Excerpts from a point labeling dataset
---
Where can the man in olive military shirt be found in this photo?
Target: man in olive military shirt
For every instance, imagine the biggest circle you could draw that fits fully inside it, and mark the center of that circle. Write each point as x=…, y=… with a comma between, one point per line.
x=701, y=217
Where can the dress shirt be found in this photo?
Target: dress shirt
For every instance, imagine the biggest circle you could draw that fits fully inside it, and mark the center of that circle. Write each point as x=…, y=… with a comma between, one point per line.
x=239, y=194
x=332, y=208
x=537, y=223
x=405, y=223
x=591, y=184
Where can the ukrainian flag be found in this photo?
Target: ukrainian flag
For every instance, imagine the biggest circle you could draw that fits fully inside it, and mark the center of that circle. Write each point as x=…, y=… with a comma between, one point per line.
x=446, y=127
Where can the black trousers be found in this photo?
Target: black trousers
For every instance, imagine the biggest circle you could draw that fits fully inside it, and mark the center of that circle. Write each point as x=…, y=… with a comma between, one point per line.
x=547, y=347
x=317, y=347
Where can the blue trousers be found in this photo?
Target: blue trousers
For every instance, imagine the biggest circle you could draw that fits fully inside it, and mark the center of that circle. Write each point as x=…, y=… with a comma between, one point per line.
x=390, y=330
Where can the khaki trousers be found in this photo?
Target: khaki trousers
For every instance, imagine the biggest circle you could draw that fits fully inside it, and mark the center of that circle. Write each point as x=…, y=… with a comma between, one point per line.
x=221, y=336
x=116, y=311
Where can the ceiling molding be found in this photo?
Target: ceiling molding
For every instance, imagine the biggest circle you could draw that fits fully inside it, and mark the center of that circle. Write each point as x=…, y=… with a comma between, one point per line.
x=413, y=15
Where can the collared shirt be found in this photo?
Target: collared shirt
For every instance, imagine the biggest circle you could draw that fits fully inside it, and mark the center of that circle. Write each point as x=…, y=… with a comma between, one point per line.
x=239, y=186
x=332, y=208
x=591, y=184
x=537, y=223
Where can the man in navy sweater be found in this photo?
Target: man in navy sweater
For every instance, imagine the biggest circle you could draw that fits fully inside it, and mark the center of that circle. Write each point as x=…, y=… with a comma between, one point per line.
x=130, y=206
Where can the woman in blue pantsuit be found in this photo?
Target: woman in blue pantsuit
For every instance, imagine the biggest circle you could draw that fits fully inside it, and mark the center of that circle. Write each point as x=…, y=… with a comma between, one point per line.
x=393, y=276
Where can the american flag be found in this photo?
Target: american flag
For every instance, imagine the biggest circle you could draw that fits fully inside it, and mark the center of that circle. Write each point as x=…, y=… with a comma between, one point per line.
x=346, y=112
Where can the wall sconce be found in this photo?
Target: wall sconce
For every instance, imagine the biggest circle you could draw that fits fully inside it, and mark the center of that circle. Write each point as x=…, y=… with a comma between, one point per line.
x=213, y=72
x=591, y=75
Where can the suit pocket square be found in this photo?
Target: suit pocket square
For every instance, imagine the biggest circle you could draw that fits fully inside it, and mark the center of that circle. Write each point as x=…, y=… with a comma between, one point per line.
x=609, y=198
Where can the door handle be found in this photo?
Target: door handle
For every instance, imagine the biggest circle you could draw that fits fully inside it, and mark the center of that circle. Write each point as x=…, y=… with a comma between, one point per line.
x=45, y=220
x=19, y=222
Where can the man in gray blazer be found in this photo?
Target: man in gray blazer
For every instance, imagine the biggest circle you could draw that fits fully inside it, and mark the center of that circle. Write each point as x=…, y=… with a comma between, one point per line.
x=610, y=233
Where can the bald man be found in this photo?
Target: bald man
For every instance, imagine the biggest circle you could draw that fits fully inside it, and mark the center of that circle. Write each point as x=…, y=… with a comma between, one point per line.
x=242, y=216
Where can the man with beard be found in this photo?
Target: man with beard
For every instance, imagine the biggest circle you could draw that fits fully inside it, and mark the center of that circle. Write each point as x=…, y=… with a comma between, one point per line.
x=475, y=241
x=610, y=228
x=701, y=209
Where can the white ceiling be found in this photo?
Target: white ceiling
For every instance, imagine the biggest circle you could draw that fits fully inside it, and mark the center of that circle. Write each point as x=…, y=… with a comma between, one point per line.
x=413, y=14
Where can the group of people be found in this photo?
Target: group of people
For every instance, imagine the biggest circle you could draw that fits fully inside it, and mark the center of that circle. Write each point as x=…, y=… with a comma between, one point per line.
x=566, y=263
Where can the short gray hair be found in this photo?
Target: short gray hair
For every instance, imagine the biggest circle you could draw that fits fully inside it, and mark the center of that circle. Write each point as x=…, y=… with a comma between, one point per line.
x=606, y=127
---
**Your objective:** Reproduce the material from the line containing "Where can the bald" down through the line containing "x=413, y=14", including both of those lines and the requests, and rescale each answer coordinate by multiplying it by 0.4 and rounding it to a whole number, with halves rounded up.

**Correct response:**
Where can the bald man be found in this photo?
Target: bald man
For every instance, imagine the biggest circle you could draw that fits fully inside it, and mark the center of that circle. Write each point as x=…, y=… with a comma between, one point per line.
x=97, y=86
Where can the man with beard be found in this photo?
Target: man with beard
For every instance, imagine the biggest circle you could draw that fits fully inside it, and mark the center of that circle. Write each point as x=…, y=… with a comma between, one point per line.
x=190, y=96
x=244, y=91
x=280, y=84
Where can the white ceiling be found in this photo?
Target: white ceiling
For every instance, imagine the biggest circle you could draw that fits fully inside it, and mark the center of that circle. Write each point as x=…, y=… with a comma between, one point per line.
x=165, y=6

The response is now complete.